## TASK REQUIREMENTS
An identical copy of the listing below is all the answer should contain.

## RECORDS PROVIDED
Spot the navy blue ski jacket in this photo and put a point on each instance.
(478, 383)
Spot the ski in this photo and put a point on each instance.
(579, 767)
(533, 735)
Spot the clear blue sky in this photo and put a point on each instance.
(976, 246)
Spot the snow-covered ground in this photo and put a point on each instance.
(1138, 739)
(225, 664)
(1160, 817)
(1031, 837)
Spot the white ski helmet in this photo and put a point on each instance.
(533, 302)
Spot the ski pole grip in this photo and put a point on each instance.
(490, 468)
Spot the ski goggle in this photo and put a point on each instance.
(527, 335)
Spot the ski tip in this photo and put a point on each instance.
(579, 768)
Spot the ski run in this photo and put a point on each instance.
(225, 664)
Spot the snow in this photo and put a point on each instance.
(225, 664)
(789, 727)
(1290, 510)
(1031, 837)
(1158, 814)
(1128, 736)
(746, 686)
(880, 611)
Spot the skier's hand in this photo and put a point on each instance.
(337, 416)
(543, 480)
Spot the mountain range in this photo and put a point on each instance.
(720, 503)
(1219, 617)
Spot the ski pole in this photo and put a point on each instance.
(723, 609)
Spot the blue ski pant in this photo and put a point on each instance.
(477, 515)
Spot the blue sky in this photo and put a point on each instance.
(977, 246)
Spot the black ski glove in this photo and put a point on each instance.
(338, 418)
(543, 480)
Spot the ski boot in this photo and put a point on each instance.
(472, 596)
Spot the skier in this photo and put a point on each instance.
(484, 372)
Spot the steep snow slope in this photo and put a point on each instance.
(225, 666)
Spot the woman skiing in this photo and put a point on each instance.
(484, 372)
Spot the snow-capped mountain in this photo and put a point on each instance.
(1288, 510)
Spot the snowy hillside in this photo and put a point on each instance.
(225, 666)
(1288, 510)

## RESPONSE BOX
Spot the navy blue ski jacket in this photo and put a point on each instance.
(478, 383)
Spot the ski in this photo and put a point on each instance.
(579, 767)
(533, 735)
Spot the clear blue sky in this photo and put a point on each instance.
(976, 246)
Spot the snow-covered ground in this photo and put a point on each instance.
(1138, 739)
(225, 664)
(1160, 817)
(1031, 837)
Spot the white ski helmet in this photo and put a point on each instance.
(533, 302)
Spot the ski pole grip in this photo and put a point on each instance.
(490, 468)
Spot the ski goggle in this photo and put a point on each instance.
(527, 335)
Spot the ski tip in this photo and put a point on each instance.
(579, 768)
Spot the ski run in this photo and put a point on each instance.
(225, 664)
Spot the snow in this photo and put a point on each instance.
(225, 664)
(789, 727)
(1290, 510)
(1031, 837)
(1158, 814)
(1128, 736)
(746, 686)
(880, 611)
Spot the skier's hand in this photo and put a point on each instance.
(337, 416)
(543, 480)
Spot the mountain range in this photo and put a point on each instance.
(720, 503)
(1219, 617)
Spot the ski pole in this photo and put a point on each instance.
(723, 609)
Spot the blue ski pant in this photo and put a point on each instance.
(477, 515)
Spot the blue sky in this photo and put a point on each instance.
(977, 246)
Spot the black ski glove in this photo and put a point on each instance.
(338, 418)
(543, 480)
Spot the ski boot in this photo and put a point on each instance.
(472, 596)
Spot the skier in this photo and put a point on each instance.
(484, 372)
Spot the steep snow slope in this photo and put a point on each instance.
(225, 666)
Spot the woman skiing in this photo and put a point on each instance.
(484, 372)
Spot the snow-capped mountain in this photo and put a point on each instance.
(1288, 510)
Spot the snowy hillside in this photo and put a point on each instance.
(225, 666)
(1288, 510)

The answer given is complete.